Can you convert the lines from the one containing "Where can you spot the arched" through the end of the listing, inclusive, into a Markdown table with the columns Row and Listing line, leaving out any blank lines?

# DATA RECORDS start

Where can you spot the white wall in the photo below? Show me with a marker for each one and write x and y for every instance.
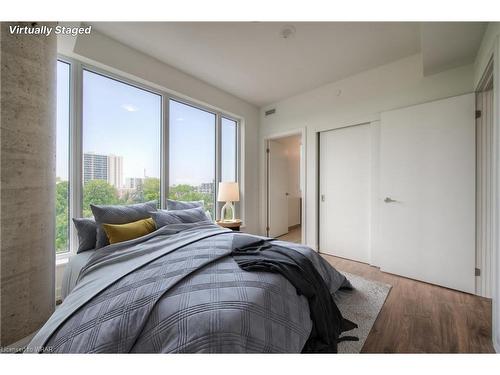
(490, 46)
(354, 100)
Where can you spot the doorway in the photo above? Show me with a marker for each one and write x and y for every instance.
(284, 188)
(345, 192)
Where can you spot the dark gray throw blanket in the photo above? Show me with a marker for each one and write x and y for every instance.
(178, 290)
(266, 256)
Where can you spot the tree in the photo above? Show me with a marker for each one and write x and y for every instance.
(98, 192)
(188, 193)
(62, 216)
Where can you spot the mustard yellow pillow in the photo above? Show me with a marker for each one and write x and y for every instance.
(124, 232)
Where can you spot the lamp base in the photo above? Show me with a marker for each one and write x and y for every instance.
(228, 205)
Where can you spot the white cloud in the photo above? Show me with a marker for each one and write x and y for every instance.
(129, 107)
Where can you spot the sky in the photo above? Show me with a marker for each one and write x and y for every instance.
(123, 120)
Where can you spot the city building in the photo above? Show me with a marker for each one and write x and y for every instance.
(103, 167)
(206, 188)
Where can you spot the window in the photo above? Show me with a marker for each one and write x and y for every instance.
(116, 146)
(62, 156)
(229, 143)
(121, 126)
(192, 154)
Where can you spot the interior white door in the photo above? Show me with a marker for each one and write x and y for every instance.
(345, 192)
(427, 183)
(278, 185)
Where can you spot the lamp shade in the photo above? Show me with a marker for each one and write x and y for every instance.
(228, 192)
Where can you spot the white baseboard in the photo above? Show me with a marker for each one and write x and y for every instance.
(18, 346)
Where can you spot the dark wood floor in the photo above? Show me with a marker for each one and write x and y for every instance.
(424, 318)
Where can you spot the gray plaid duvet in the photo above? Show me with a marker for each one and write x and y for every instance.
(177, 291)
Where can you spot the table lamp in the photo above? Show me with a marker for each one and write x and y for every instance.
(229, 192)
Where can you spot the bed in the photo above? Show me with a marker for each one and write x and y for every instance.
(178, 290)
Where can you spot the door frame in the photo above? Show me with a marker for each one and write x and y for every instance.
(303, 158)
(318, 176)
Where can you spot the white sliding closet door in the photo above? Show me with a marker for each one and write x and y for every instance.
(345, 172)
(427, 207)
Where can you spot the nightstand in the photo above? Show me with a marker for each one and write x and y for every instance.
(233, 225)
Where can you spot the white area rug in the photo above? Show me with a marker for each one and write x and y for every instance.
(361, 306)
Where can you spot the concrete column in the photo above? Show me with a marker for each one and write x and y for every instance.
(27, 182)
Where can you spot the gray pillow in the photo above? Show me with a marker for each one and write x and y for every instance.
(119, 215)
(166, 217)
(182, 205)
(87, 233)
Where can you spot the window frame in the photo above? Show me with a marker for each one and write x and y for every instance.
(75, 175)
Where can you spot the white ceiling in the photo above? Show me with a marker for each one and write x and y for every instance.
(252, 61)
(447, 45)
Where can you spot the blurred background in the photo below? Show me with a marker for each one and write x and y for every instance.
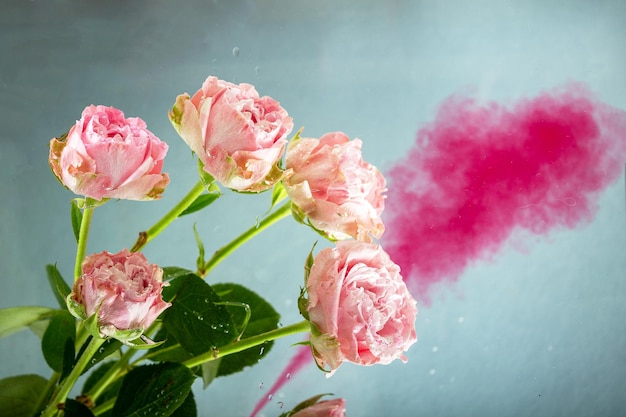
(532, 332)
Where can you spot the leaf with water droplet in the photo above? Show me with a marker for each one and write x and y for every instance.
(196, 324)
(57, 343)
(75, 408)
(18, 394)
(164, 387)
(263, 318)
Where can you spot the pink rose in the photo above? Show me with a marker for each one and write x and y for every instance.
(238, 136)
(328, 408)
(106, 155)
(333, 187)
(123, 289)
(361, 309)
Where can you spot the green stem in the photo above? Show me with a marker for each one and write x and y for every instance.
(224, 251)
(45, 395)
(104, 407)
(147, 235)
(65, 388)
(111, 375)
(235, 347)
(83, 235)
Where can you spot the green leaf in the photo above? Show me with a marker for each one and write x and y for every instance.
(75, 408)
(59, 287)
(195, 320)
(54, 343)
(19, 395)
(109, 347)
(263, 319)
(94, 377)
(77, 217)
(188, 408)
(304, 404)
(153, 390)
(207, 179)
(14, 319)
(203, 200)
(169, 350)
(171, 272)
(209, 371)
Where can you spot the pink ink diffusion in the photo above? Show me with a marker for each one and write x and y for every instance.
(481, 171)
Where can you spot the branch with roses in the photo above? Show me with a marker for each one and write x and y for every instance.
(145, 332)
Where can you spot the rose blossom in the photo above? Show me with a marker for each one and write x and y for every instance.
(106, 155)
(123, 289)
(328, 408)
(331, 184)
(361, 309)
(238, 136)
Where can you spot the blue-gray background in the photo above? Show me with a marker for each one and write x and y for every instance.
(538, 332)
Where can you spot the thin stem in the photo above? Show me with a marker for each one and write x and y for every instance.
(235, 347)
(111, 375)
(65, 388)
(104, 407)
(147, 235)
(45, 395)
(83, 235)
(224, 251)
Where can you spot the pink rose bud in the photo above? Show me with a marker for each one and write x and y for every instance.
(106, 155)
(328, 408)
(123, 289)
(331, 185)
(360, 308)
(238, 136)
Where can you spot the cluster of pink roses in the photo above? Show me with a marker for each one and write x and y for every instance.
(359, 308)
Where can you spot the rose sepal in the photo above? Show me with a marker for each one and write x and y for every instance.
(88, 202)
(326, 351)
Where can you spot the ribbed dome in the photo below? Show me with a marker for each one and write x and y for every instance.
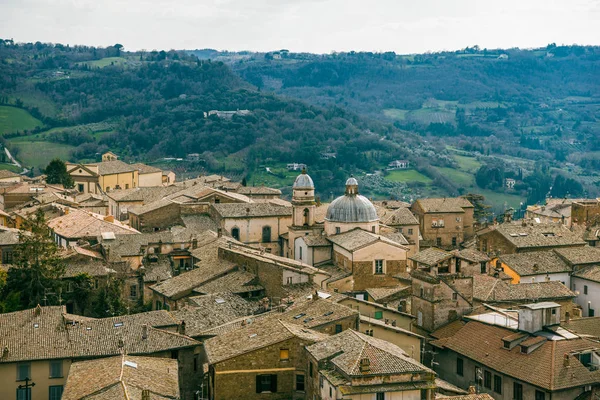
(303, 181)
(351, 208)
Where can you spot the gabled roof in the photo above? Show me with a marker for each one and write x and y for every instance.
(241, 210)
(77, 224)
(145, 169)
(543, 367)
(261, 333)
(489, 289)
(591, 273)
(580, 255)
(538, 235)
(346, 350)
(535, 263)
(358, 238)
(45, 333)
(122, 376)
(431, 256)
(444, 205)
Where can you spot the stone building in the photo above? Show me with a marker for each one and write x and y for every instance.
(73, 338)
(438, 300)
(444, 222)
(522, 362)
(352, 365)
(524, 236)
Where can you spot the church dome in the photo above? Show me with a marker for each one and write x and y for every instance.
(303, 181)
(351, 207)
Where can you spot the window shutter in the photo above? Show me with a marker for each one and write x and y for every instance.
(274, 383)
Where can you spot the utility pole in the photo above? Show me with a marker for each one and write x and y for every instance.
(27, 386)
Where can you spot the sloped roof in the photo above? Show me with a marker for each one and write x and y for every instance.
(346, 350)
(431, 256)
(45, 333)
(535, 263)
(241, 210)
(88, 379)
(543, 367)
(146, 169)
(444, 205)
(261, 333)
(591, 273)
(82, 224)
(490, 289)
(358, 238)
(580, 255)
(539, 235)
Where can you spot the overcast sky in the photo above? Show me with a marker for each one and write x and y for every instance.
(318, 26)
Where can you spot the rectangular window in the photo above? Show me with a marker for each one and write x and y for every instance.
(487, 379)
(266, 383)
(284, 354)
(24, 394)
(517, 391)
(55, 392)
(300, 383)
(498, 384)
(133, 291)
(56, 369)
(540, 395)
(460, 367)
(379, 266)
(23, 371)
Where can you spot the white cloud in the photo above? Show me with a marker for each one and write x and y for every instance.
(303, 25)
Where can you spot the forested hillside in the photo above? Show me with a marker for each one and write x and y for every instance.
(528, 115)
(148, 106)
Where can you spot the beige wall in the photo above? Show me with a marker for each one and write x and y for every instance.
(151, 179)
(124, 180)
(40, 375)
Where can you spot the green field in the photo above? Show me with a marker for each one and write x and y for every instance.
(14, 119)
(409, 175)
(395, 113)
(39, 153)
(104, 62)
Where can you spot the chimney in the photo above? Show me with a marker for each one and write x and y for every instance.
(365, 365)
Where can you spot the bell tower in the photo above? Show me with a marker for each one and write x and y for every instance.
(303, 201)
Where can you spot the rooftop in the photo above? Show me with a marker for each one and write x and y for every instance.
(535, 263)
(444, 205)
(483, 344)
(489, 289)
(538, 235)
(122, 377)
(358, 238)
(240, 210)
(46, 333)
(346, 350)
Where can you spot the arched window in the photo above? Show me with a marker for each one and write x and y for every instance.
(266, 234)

# DATA RECORDS end

### RESULT
| Row | Listing line |
|---|---|
| 1 | Where can you spot the arched window in the photo above? Show me with a marker for each one and write x and y for every instance. |
| 2 | (266, 234) |